Location annotation dataset excerpts:
+++

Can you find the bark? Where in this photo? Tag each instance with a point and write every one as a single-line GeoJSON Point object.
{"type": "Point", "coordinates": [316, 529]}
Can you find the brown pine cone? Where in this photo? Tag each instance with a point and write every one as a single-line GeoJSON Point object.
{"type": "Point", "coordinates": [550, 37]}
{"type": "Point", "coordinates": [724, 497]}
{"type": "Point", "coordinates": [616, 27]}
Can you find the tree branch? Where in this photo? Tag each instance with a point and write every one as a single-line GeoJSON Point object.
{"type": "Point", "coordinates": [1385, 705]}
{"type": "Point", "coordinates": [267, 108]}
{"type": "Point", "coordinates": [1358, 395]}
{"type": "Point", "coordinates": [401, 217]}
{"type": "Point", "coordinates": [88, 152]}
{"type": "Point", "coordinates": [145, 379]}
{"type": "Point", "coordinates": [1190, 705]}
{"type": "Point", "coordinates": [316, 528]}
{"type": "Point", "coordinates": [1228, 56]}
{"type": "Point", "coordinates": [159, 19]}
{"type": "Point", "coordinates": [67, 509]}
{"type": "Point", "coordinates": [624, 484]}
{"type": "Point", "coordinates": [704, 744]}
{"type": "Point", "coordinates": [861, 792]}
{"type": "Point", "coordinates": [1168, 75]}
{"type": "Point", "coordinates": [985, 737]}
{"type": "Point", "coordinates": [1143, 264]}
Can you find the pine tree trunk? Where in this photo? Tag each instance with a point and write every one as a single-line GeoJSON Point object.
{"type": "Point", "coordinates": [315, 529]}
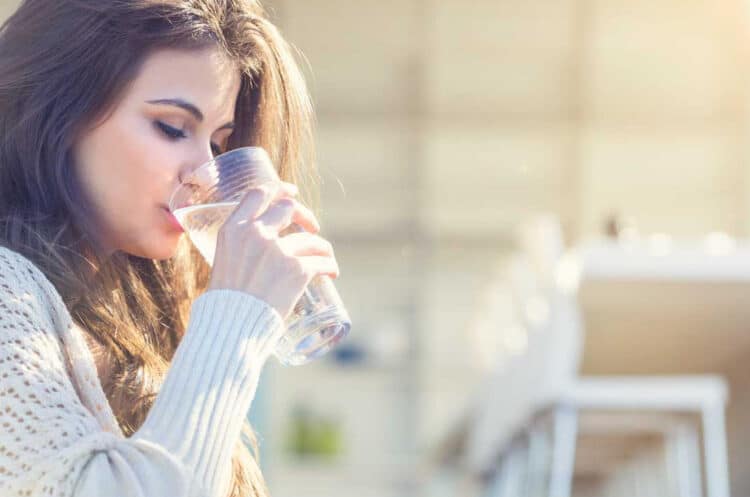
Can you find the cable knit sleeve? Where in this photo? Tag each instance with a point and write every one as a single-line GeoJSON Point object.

+++

### Required work
Rewrite all of the lines above, substituting "Mark each occurrence" for every occurrence of "Tag each instance" and leaving everything else unchanged. Omit the pictures from your answer.

### Answer to the exercise
Can you find the bark? Where in this photo? Mark each occurrence with a point and write every one as a single-line GeoJSON Point object.
{"type": "Point", "coordinates": [316, 529]}
Can you find the brown pine cone? Where in this photo? Mark each occurrence with a point and write every one as a single-line GeoJSON Point object.
{"type": "Point", "coordinates": [550, 37]}
{"type": "Point", "coordinates": [724, 497]}
{"type": "Point", "coordinates": [616, 27]}
Can you find the tree branch? Where in this photo? Mark each occurrence with a point and write every one as a single-line GeoJSON Point object.
{"type": "Point", "coordinates": [1385, 705]}
{"type": "Point", "coordinates": [267, 108]}
{"type": "Point", "coordinates": [1358, 395]}
{"type": "Point", "coordinates": [401, 217]}
{"type": "Point", "coordinates": [88, 152]}
{"type": "Point", "coordinates": [145, 379]}
{"type": "Point", "coordinates": [1190, 705]}
{"type": "Point", "coordinates": [316, 528]}
{"type": "Point", "coordinates": [1228, 56]}
{"type": "Point", "coordinates": [159, 19]}
{"type": "Point", "coordinates": [67, 509]}
{"type": "Point", "coordinates": [624, 484]}
{"type": "Point", "coordinates": [704, 744]}
{"type": "Point", "coordinates": [861, 792]}
{"type": "Point", "coordinates": [1168, 75]}
{"type": "Point", "coordinates": [985, 737]}
{"type": "Point", "coordinates": [1143, 264]}
Can you find the pine tree trunk? Where in this photo? Mark each occurrence with a point and write every one as a single-line GeoJSON Point object.
{"type": "Point", "coordinates": [315, 529]}
Can you find the cable knit sleeve? Where in this photo? Mark each occurrence with a point and write every one as a single-line GeoJSON Point object.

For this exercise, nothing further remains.